Print the range of lines that opens with the line containing "Could you point to the lantern metal" and closes with the last line of the listing. Include both ends; print nothing more.

Photo-based point labeling data
— Start —
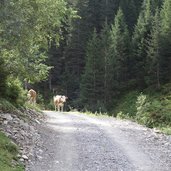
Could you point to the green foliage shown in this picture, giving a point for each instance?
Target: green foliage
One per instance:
(8, 155)
(126, 105)
(6, 106)
(2, 77)
(15, 92)
(142, 106)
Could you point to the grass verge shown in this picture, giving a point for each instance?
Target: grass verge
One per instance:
(8, 155)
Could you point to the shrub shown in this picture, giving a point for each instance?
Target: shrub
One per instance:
(15, 92)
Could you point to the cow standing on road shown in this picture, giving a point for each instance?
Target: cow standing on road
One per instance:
(32, 96)
(59, 101)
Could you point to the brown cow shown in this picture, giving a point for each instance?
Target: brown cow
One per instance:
(32, 96)
(59, 101)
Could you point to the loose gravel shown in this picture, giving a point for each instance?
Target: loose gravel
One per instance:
(77, 142)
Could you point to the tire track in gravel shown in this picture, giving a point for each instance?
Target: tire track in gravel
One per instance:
(77, 142)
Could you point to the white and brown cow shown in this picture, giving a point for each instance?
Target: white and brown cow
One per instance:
(59, 101)
(32, 96)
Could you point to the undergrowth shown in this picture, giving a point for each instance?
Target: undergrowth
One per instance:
(8, 155)
(150, 107)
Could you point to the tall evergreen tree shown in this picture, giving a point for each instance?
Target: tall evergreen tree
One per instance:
(139, 46)
(153, 53)
(119, 50)
(166, 41)
(92, 79)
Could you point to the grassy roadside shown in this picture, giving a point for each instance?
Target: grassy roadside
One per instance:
(8, 155)
(151, 108)
(8, 150)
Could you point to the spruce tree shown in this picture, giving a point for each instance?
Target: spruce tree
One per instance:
(119, 50)
(166, 41)
(139, 44)
(153, 53)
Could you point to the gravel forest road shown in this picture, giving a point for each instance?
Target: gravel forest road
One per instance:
(73, 141)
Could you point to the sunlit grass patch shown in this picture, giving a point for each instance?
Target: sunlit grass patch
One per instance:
(8, 155)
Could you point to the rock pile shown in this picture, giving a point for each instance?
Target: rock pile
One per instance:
(22, 130)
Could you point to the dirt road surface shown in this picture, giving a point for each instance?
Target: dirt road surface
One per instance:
(77, 142)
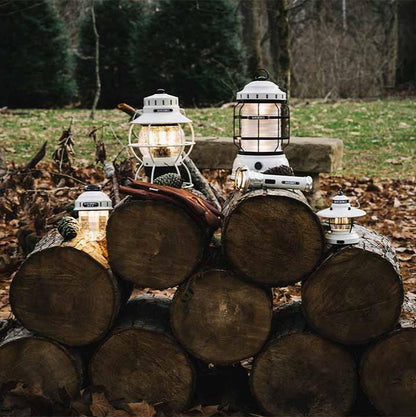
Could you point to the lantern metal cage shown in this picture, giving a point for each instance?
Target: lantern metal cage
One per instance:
(340, 221)
(261, 125)
(161, 141)
(93, 207)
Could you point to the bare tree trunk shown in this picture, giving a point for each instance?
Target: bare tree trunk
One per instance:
(344, 15)
(279, 41)
(251, 34)
(97, 63)
(391, 44)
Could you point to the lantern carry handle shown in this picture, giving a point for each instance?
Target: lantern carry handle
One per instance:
(261, 74)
— End —
● Response
Could you point to the lantern metal cage shown in this picture, giving a point for each instance?
Target: lantern metal cage
One per instance:
(340, 221)
(261, 125)
(161, 141)
(93, 207)
Could you point to the bare tree trunk shown in this picture, giving a point for each instance?
Target: bare tree trunk
One per instance:
(344, 15)
(279, 41)
(251, 34)
(97, 63)
(391, 44)
Could you point to the lantern carry handle shown in this picture, giving a point for each instance?
Target: lantern carry handle
One per instance:
(261, 74)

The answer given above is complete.